*Listed entries*:
****************************************

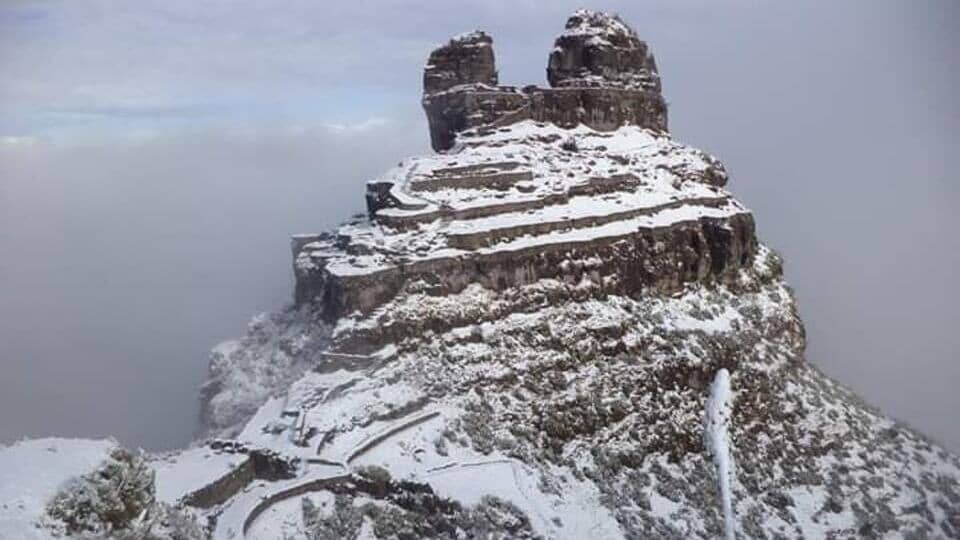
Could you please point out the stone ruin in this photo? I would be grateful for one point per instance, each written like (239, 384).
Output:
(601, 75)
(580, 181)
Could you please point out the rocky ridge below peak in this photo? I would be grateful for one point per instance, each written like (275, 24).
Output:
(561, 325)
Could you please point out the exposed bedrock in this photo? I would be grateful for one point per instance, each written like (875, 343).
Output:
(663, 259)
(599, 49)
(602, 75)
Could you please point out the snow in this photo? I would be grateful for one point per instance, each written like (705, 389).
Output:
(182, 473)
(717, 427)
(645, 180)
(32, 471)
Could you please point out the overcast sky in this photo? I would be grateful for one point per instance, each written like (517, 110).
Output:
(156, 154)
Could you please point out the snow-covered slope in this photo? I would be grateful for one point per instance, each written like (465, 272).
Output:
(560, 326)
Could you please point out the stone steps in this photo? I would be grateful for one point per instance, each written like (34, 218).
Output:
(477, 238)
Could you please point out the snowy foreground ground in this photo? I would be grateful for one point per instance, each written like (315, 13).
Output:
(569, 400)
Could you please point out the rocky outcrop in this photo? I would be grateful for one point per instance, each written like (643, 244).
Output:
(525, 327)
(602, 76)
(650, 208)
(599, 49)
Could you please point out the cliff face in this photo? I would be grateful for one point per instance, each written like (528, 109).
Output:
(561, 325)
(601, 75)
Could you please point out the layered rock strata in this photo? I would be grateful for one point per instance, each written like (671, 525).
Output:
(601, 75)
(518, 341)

****************************************

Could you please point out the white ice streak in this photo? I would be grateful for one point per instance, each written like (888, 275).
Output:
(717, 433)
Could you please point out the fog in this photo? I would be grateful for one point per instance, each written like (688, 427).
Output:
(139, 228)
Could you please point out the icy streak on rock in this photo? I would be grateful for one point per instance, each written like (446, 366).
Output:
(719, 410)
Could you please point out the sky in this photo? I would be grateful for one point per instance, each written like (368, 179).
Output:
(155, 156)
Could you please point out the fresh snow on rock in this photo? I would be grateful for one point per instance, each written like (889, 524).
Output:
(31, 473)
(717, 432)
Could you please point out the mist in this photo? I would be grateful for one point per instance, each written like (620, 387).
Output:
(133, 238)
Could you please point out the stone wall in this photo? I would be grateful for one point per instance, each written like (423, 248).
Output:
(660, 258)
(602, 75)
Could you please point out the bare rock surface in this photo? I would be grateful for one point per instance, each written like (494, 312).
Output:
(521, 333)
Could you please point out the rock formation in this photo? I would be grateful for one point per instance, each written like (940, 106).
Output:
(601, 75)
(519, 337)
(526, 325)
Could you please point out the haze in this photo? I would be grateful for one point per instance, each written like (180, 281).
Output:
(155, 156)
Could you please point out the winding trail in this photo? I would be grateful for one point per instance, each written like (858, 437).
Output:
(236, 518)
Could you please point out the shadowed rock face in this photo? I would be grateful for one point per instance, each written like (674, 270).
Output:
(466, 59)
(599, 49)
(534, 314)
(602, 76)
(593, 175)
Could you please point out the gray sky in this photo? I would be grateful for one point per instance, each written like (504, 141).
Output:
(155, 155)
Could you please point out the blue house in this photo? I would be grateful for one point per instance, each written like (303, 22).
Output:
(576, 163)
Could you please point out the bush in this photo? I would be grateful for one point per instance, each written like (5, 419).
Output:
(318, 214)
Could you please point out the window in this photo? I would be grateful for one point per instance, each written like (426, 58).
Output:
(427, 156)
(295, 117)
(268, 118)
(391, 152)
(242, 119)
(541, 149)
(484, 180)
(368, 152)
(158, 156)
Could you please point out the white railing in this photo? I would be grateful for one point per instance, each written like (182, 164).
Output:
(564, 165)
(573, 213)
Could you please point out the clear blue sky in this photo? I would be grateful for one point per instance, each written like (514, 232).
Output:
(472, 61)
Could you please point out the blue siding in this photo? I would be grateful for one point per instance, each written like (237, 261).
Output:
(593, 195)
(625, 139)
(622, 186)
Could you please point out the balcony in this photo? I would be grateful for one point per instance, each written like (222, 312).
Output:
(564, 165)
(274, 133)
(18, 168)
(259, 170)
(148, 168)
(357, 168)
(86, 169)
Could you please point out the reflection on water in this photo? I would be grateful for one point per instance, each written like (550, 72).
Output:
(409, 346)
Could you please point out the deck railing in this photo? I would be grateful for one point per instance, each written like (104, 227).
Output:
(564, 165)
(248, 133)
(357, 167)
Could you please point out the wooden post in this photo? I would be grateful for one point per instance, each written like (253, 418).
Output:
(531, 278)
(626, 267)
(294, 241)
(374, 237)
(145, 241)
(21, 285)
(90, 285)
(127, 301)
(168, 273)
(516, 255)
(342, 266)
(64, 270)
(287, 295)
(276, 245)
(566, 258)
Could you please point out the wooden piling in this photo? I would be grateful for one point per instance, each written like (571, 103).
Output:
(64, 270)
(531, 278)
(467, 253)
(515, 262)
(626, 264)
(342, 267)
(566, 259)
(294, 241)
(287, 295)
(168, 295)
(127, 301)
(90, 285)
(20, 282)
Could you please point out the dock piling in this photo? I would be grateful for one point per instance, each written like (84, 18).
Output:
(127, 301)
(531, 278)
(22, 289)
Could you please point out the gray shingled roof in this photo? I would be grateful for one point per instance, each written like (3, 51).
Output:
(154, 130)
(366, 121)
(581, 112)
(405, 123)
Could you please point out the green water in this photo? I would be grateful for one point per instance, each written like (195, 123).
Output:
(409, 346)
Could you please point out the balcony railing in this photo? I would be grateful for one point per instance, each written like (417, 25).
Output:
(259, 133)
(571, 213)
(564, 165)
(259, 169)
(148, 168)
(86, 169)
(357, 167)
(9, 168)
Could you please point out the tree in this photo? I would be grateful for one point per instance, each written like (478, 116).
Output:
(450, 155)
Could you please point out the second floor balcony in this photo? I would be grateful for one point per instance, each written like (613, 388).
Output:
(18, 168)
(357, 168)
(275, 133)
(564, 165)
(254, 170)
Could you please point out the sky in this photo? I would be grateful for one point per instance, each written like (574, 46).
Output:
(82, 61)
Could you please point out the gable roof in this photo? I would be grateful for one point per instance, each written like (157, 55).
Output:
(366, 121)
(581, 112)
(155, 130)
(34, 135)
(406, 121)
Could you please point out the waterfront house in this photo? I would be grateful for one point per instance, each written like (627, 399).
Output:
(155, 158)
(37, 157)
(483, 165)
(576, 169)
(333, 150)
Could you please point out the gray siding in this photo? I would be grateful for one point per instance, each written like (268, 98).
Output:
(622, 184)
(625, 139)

****************************************

*Objective*:
Pick out every line of the records above that contains the word "wooden", and copy each one. Case counts.

*Correct result*:
Could you please point out the wooden post in this photo? I would be grateful for one point per instance, each written like (253, 418).
Could you please point out the wooden piling in this photo? I would be grateful for one point per instance, each written like (571, 103).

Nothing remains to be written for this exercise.